Copy the entries below word for word, starting at the line containing "Locate the mesh" and ending with the final line, both included.

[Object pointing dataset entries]
++++++
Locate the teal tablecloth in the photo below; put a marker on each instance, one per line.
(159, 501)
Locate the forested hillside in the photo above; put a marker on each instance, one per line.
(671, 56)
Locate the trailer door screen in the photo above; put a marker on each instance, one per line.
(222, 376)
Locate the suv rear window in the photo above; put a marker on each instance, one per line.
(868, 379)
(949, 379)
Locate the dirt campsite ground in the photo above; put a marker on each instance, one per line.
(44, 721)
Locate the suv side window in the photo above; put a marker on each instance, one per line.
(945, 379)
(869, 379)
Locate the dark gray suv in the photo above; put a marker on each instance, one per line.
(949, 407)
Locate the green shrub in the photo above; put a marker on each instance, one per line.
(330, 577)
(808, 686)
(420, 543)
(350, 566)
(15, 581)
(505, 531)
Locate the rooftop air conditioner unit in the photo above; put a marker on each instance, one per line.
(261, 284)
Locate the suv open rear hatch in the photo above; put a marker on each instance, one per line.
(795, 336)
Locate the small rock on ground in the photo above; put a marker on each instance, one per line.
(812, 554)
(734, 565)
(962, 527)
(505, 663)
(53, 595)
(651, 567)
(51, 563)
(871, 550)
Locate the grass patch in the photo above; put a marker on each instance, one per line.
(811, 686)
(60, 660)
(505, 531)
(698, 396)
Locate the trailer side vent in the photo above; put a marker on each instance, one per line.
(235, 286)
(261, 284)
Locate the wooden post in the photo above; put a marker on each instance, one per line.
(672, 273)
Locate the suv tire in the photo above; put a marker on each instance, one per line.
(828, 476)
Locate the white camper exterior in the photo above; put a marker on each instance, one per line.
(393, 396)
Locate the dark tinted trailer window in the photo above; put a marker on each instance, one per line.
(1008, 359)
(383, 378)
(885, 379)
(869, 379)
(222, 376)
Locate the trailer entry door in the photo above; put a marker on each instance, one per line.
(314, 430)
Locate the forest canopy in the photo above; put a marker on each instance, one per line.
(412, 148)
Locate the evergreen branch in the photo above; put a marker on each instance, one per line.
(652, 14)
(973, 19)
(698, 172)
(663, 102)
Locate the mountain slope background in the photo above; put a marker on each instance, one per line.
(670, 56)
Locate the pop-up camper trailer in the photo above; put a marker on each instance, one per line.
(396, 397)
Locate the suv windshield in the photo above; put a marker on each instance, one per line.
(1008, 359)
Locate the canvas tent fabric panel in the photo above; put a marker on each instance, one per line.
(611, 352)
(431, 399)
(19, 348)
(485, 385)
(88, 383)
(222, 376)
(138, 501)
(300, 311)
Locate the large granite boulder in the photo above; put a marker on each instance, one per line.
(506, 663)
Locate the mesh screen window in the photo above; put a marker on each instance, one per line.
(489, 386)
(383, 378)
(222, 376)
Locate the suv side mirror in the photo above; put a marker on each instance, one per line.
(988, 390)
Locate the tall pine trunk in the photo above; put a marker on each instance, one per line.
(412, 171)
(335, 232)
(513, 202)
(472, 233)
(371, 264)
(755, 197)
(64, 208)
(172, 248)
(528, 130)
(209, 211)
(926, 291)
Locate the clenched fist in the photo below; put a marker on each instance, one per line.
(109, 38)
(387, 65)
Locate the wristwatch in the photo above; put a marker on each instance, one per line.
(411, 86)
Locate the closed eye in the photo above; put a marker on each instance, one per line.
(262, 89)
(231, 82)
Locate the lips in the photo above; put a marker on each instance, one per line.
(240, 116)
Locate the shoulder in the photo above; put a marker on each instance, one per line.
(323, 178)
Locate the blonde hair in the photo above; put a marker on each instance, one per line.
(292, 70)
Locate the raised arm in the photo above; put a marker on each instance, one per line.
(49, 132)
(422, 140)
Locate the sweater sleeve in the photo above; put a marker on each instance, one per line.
++++++
RESULT FOR THIS TASK
Locate the mesh screen window in the photo above; put a marker on each instance, one per line.
(489, 386)
(383, 378)
(222, 376)
Locate the suv side mirror in the photo above; put a marker on each instance, one per line.
(988, 390)
Locate the tall pine trunk in the photo above; put a marker on each instance, one per line.
(412, 171)
(335, 232)
(513, 202)
(472, 233)
(371, 264)
(755, 197)
(64, 208)
(172, 248)
(528, 130)
(209, 211)
(926, 291)
Locate the clenched fist in the photo below; put a marker on each instance, one per line.
(109, 38)
(387, 65)
Locate the wristwatch in the photo above; put a marker on each instance, one per line.
(411, 86)
Locate the closed eye in the photo above; put a marker on each instance, one per line.
(262, 89)
(231, 82)
Locate the lips in the photo above; put a marker on each instance, one per line.
(240, 116)
Locate the shoulder in the photo above; put a marker on each instance, one per line.
(323, 178)
Locate the blonde hair in the photo above; put a marker on each instance, one per line.
(292, 70)
Locate the raised arm in the photo above; put a marker on each instance, one per line.
(49, 132)
(422, 140)
Locate the sweater sleeve in the photo above; put a marker on each instance, one per line.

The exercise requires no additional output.